Vos consignes: Imprimez en entier, sans rien y changer, le texte ci-dessous sur le pensionnat de Myaungmya.

Passage affiché:
--*--

Notre allocation pour 2009 a été utilisée pour l’agrandissement du premier étage : construction de deux dortoirs, l’un pour les filles, l’autre pour les garçons, afin de parer à l’afflux d’enfants orphelins rescapés du cyclone de 2008.

« Les cadeaux de Noël sont arrivés cette année avec quelques jours d’avance, nous dit Benjamin, la mine toute réjouie, trois enfants (de 2, 4 et 6 ans) de la même famille, qui ont été unanimement acclamés par l’ensemble des enfants ».

Force est de constater qu’autosuffisance matérielle n’est pas synonyme de confort minimum. Lorsque nous avons vu tous ces gamins attablés devant leurs devoirs du soir, avec pour tout éclairage la lueur blafarde de deux maigres bougies, il nous a semblé justifié de faire installer deux panneaux solaires qui alimenteront par l’intermédiaire de batteries deux tubes de néon à basse consommation. Notons que le pensionnat est bien relié à l’électricité publique, mais comme il n’est pas situé dans un secteur prioritaire, il ne reçoit le courant électrique (comme d’ailleurs le reste des habitants de la ville de Myaungmya) que chaque nuit, de minuit à trois heures, période inconvenante pour les devoirs du soir…

 

4.           L’école de brousse de la Rivière du Manguier, à 7 km de Myaungmya, qui compte quarante-six élèves, avait été tellement endommagée par le cyclone Nargis que l’association AVSI a dû entreprendre de la reconstruire de fond en comble.

--*--

(Entrées de données enregistrées)

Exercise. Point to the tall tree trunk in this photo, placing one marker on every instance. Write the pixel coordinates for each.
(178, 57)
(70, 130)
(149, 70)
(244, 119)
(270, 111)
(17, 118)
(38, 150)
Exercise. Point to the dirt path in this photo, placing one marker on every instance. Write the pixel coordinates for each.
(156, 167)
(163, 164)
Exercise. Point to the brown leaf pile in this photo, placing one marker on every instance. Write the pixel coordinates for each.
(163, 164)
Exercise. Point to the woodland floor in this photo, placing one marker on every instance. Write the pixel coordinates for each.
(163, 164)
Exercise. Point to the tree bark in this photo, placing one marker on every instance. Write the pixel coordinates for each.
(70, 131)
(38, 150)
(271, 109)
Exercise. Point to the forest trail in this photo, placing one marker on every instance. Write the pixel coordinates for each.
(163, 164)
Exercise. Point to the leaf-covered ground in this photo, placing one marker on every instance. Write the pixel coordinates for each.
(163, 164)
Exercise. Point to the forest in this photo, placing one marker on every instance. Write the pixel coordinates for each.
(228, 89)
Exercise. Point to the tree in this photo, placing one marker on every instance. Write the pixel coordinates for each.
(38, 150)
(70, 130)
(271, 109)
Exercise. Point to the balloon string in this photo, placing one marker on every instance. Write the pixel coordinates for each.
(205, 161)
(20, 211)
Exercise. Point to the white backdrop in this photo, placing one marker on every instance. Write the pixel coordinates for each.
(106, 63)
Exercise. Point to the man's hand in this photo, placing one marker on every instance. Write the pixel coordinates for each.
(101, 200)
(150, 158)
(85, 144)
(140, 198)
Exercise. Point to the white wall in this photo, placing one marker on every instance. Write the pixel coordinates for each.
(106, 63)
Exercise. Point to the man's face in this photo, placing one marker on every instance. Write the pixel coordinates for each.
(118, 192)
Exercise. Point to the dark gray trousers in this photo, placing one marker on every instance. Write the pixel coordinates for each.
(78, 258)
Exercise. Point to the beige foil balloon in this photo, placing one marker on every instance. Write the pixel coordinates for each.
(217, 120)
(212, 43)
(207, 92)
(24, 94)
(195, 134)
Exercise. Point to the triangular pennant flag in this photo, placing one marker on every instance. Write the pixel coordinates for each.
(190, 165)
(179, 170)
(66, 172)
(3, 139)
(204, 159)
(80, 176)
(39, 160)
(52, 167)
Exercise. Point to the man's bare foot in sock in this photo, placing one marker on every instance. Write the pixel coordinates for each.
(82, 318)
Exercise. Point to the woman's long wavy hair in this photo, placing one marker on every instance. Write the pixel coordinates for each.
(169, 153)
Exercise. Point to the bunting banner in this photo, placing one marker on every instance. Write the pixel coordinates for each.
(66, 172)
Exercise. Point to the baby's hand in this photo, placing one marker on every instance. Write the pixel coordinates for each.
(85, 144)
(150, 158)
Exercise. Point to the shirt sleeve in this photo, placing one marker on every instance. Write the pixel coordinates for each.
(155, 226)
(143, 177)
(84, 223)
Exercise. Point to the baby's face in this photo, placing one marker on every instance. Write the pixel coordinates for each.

--*--

Résultat de l'exercice:
Notre allocation pour 2009 a été utilisée pour l’agrandissement du premier étage : construction de deux dortoirs, l’un pour les filles, l’autre pour les garçons, afin de parer à l’afflux d’enfants orphelins rescapés du cyclone de 2008.

« Les cadeaux de Noël sont arrivés cette année avec quelques jours d’avance, nous dit Benjamin, la mine toute réjouie, trois enfants (de 2, 4 et 6 ans) de la même famille, qui ont été unanimement acclamés par l’ensemble des enfants ».

Force est de constater qu’autosuffisance matérielle n’est pas synonyme de confort minimum. Lorsque nous avons vu tous ces gamins attablés devant leurs devoirs du soir, avec pour tout éclairage la lueur blafarde de deux maigres bougies, il nous a semblé justifié de faire installer deux panneaux solaires qui alimenteront par l’intermédiaire de batteries deux tubes de néon à basse consommation. Notons que le pensionnat est bien relié à l’électricité publique, mais comme il n’est pas situé dans un secteur prioritaire, il ne reçoit le courant électrique (comme d’ailleurs le reste des habitants de la ville de Myaungmya) que chaque nuit, de minuit à trois heures, période inconvenante pour les devoirs du soir…

 

4.           L’école de brousse de la Rivière du Manguier, à 7 km de Myaungmya, qui compte quarante-six élèves, avait été tellement endommagée par le cyclone Nargis que l’association AVSI a dû entreprendre de la reconstruire de fond en comble.